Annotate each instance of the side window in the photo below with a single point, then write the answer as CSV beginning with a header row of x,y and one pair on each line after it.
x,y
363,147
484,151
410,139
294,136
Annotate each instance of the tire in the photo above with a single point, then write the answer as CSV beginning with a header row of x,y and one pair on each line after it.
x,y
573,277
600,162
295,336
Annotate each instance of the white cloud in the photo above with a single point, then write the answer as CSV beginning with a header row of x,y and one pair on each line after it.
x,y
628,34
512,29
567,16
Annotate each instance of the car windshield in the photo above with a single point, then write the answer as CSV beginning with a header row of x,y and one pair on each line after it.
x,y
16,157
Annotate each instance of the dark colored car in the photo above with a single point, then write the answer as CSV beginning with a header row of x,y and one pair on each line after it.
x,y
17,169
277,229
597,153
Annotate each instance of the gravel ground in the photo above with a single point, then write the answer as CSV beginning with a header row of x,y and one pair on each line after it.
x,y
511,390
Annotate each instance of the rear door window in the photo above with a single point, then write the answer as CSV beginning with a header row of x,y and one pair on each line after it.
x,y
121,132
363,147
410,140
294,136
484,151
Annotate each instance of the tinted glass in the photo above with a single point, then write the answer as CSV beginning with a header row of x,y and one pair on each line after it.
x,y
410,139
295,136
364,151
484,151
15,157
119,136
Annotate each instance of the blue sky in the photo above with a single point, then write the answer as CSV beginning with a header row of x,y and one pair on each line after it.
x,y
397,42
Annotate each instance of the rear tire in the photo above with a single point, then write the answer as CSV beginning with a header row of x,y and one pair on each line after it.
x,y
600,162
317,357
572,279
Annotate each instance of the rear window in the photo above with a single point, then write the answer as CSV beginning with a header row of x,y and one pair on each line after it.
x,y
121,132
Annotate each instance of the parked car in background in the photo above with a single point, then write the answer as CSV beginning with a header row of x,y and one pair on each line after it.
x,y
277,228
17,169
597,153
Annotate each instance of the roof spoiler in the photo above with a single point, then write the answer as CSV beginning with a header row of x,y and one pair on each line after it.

## ABOUT THIS EXERCISE
Return the entries in full. Do not alter them.

## REPLY TO THE TASK
Annotate each instance of the side window in the photo below with a single point, then write the answer as CSV beginning with a header row of x,y and one pair on each line after it.
x,y
363,147
484,151
410,139
294,136
Annotate each instance of the tire in the photo above with a single point, then write the answer as CSV beginning with a header row of x,y and one pair on each line after it.
x,y
573,277
600,162
295,336
Annotate each instance of the white cloud in the photo above with a single point, then write the answer as CSV beginning with a header row of x,y and one pair on each line after it.
x,y
628,34
512,29
567,16
Annotate each instance of the car windshield in the photo above with a single point, then write the answer as CSV beginning with a header row of x,y and one pair on each line after it.
x,y
16,157
Annotate each instance of the dark colored car in the photo above with a single point, then write the answer as CSV beginning with a header row of x,y and one pair on each line after it.
x,y
17,169
277,229
597,153
Annotate each instance of the gravel ground in the photo above with a single point, then write the answer as CSV beginning with a header row of x,y and one pair on each line after it.
x,y
511,390
Annotate each instance of the rear door window in the photo above with a single point, then write the answer as CSV beginning with a header row of x,y and one pair on each line after it.
x,y
121,132
363,147
410,140
294,136
484,151
Annotate each instance of the tinted glass in the photo above with a single point, then write the answer as CSV beginning with a header row of x,y and one pair on each line after it.
x,y
410,139
295,136
364,151
484,151
15,157
119,136
Annotate each instance of the blue sky in the photo above with a single point, then write the answer as CSV beginning with a header row of x,y and one pair on each line after it.
x,y
397,42
Annotate each instance of the rear tire in the photo above with a single point, then write the answer as CSV beginning with a header row of x,y and one pair on each line after it.
x,y
600,162
317,357
572,279
Annotate each instance of the rear window in the photo above with a single point, then write the answer as CSV beginning with a header row of x,y and one pair on each line after it.
x,y
121,132
Annotate each instance of the parked car in background in the photo above with a single point, then write the answer as CSV beginning with a header row of x,y and one pair on each line after it.
x,y
277,228
17,169
597,153
Annotate each instance of the roof spoiler in the photo above with a single point, then write the answer as CSV beginning with a header row of x,y and one pair on each line after it.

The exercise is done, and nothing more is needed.